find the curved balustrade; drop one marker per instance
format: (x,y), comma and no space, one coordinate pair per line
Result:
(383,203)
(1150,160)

++++++++++

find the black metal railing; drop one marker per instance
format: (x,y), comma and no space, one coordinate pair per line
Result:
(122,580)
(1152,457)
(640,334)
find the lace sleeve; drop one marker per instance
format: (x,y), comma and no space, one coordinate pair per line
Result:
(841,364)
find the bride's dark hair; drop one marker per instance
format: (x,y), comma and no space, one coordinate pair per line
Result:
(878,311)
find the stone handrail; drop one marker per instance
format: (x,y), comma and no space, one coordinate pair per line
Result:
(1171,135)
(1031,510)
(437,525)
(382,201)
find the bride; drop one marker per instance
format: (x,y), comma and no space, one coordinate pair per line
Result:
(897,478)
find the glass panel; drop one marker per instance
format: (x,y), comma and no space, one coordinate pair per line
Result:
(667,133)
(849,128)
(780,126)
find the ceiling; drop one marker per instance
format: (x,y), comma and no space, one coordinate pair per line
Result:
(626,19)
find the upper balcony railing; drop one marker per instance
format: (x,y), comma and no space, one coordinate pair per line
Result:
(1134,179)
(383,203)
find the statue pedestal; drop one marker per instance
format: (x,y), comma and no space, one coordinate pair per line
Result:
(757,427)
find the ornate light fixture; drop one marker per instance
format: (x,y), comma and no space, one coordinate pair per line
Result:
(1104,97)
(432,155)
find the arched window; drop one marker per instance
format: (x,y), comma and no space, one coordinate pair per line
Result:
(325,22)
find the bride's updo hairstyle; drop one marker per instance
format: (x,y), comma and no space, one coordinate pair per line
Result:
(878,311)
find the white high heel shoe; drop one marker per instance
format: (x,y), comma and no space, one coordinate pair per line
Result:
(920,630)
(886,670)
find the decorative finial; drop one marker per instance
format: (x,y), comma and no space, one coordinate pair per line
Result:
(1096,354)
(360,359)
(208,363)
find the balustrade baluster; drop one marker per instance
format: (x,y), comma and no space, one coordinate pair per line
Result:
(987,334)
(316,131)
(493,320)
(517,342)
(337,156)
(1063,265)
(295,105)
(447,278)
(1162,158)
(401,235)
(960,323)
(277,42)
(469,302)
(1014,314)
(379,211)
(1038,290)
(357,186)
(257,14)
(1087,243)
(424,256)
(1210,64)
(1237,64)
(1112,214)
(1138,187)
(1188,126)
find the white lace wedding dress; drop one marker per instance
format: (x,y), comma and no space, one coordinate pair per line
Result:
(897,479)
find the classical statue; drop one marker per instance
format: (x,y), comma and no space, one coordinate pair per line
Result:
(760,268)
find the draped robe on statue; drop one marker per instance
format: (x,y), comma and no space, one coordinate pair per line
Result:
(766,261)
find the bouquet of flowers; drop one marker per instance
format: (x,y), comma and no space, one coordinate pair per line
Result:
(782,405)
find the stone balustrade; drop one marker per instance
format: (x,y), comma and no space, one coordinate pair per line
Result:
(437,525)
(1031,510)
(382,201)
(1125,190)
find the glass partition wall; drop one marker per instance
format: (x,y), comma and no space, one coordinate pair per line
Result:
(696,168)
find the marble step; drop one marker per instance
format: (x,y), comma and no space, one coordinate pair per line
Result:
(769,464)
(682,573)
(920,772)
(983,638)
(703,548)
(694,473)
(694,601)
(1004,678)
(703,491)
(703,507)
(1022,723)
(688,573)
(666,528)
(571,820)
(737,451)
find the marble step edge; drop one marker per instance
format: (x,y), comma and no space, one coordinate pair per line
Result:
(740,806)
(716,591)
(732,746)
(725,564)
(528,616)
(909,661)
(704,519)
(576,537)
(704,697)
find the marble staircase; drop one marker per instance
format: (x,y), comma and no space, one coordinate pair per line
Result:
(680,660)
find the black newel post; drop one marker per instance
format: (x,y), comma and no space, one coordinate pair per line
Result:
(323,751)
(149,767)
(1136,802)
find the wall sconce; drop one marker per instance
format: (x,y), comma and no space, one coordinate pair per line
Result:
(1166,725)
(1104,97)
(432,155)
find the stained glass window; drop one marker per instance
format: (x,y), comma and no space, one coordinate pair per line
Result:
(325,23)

++++++++++

◆ **Prompt**
How many lines of the records contain the word "glass"? Give only the number.

◆ **Written solution**
3